Problem requirements
Please give an exact copy of every line from the one holding "the curb, imagine" through the final line of the records below.

[Collection entries]
****

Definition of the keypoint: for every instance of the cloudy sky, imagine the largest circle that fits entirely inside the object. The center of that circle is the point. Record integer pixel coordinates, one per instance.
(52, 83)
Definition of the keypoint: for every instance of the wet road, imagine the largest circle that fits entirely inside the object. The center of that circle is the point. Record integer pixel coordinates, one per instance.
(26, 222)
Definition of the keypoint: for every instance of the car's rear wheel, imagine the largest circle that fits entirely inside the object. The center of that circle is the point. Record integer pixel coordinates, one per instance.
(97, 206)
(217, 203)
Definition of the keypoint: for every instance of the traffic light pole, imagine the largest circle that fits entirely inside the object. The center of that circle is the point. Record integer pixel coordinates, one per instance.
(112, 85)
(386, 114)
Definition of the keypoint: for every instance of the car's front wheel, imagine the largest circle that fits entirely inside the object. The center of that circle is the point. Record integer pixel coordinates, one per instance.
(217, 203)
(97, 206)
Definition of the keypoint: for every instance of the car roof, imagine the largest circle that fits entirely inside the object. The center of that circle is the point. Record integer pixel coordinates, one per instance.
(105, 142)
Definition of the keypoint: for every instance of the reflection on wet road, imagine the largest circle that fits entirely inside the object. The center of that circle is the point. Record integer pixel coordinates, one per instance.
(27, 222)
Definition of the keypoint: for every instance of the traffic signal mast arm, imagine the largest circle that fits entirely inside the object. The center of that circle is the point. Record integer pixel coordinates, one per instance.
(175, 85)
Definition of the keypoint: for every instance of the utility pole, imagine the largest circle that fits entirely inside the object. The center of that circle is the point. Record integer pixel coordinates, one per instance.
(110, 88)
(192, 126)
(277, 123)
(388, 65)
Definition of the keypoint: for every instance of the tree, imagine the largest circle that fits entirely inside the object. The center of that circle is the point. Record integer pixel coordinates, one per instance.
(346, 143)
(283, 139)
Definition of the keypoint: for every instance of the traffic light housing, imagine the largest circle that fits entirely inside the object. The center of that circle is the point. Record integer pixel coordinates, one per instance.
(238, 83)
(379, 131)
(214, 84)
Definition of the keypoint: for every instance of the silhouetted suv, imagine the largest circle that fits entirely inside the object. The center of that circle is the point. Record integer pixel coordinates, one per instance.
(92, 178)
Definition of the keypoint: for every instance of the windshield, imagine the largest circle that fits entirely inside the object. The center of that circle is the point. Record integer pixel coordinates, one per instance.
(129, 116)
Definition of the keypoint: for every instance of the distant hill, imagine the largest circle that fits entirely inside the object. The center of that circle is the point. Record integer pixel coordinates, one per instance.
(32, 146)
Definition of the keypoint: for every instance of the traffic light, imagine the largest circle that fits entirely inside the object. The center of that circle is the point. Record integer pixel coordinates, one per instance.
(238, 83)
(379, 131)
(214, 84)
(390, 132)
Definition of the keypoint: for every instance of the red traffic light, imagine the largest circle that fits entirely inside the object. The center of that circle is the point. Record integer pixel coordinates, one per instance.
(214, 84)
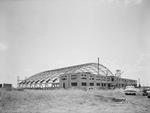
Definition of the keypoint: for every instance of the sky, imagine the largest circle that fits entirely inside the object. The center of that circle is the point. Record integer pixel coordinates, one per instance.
(40, 35)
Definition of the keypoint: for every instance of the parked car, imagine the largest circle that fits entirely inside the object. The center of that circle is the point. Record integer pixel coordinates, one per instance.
(130, 90)
(145, 91)
(148, 94)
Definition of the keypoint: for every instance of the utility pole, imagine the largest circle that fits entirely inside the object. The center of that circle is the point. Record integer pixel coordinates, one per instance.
(107, 79)
(17, 81)
(98, 65)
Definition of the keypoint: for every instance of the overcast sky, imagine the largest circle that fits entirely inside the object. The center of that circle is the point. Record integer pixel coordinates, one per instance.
(40, 35)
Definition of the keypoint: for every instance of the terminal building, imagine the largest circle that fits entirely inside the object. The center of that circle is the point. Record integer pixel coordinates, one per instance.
(89, 75)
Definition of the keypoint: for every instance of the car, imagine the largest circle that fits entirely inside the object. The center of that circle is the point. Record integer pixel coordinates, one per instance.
(130, 90)
(148, 94)
(145, 91)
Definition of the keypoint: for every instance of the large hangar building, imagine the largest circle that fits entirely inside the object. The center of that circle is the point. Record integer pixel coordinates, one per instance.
(91, 75)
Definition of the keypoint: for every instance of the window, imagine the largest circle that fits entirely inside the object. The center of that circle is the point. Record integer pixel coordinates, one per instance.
(91, 77)
(98, 84)
(112, 79)
(73, 77)
(83, 83)
(64, 78)
(104, 79)
(108, 79)
(91, 84)
(74, 83)
(83, 76)
(98, 77)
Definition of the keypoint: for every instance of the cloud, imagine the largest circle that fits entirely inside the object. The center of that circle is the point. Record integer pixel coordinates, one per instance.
(3, 47)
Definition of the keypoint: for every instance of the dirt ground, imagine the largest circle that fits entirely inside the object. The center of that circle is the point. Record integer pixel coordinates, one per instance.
(72, 101)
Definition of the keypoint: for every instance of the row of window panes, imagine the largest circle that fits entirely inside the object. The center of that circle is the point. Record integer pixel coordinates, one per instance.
(84, 84)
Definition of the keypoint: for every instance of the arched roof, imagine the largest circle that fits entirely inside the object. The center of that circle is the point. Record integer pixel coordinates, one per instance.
(51, 75)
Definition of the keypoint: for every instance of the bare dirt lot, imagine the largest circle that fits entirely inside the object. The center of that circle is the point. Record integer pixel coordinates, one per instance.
(72, 101)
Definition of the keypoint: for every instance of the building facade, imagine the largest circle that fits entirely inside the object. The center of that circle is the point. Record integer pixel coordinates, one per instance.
(79, 76)
(87, 80)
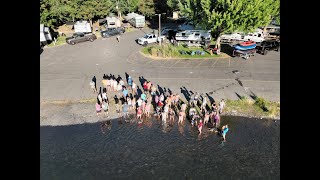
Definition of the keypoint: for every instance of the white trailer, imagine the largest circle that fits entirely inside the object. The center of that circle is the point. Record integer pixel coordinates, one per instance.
(82, 27)
(196, 36)
(44, 35)
(135, 20)
(256, 36)
(113, 22)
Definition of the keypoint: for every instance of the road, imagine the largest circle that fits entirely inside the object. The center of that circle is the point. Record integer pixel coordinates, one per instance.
(65, 71)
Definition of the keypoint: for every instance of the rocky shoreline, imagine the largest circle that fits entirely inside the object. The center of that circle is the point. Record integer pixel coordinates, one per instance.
(70, 113)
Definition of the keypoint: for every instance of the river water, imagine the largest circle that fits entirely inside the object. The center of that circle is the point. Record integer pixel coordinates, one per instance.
(153, 150)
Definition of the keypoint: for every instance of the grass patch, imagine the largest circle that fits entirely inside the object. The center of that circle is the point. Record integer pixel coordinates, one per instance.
(168, 50)
(60, 40)
(258, 107)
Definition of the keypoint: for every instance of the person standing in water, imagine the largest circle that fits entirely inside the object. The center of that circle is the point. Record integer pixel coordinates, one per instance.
(171, 114)
(222, 104)
(224, 131)
(200, 125)
(181, 116)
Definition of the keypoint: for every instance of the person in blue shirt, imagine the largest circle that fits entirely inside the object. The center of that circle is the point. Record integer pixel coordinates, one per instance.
(125, 92)
(224, 131)
(143, 96)
(129, 81)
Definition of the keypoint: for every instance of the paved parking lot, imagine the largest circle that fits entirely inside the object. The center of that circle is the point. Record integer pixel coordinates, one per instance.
(67, 70)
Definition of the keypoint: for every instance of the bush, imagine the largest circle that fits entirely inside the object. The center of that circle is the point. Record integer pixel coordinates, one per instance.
(153, 51)
(260, 102)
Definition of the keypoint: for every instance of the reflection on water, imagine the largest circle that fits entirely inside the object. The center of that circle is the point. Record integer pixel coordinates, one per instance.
(156, 150)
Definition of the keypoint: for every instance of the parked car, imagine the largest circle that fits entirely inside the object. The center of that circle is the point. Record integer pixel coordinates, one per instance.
(266, 46)
(188, 25)
(112, 32)
(80, 37)
(150, 38)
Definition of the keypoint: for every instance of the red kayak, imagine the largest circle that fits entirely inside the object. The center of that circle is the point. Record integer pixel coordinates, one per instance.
(247, 43)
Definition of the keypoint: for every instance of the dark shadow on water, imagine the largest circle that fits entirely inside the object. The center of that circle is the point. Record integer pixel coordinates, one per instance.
(161, 91)
(185, 92)
(139, 91)
(127, 76)
(126, 149)
(142, 80)
(238, 95)
(210, 98)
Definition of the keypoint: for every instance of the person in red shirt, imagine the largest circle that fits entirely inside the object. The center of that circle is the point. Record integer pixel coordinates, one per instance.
(139, 112)
(200, 125)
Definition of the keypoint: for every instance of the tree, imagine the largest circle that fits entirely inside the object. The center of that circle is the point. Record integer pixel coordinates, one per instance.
(146, 7)
(53, 12)
(173, 5)
(237, 15)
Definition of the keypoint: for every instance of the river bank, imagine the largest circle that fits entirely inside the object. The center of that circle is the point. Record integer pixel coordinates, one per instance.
(62, 113)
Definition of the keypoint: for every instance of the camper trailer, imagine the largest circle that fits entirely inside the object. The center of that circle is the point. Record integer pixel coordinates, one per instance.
(112, 22)
(44, 35)
(194, 35)
(82, 27)
(256, 36)
(135, 20)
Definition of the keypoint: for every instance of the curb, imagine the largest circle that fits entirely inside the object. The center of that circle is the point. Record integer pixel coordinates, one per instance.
(224, 56)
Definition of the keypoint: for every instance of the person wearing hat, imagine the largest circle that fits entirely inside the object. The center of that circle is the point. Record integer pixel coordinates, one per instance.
(224, 131)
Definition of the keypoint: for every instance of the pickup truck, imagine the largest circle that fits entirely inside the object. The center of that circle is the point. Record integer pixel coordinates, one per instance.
(80, 37)
(266, 46)
(150, 38)
(112, 32)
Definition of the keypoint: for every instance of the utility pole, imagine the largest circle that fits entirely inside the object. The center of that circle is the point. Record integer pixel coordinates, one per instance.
(117, 7)
(159, 33)
(159, 28)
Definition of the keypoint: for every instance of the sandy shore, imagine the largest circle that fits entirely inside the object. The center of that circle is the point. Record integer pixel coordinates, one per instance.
(62, 113)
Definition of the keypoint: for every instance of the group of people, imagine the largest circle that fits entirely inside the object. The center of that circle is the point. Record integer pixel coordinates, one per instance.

****

Written answer
Definition of the keypoint: for every instance of the curb, imagine the largest circle that fits entirely inside the object. The center of that circle is the point. Record integer pixel coordinates, one per instance.
(224, 56)
Definition of the keypoint: for every instance of the person wearing hat, imagine the largest circle that fits entirely inside the object. The center of that circle is the point. Record integer pixel coordinates, one per instance.
(224, 131)
Definition of the keypoint: for every instance of the pickup truck, imagine the largest circle that fits entirely inside the object. The center of that circle is the point. Record integer pixel coordinates, one per instance.
(80, 37)
(266, 46)
(150, 38)
(112, 32)
Definition of the keypoint: for every instance of the utility pole, imagine the largest circle that fits entirely inside the object. The center of that circle is the point. Record integer pixel coordinates, one per instance.
(117, 7)
(159, 33)
(159, 28)
Definition of the keypoint: for every instance of the sandy shore, imagine the largest circle that fits entirely inside the object. The center of that circle is the point. Record integer pixel coordinates, one per instance.
(62, 113)
Definition of the keypoint: for every instance of the group of people, imagine the largest circle that fits entirely inside the object. The center of that circle is the point. Record integer pixel coordinates, one per instance.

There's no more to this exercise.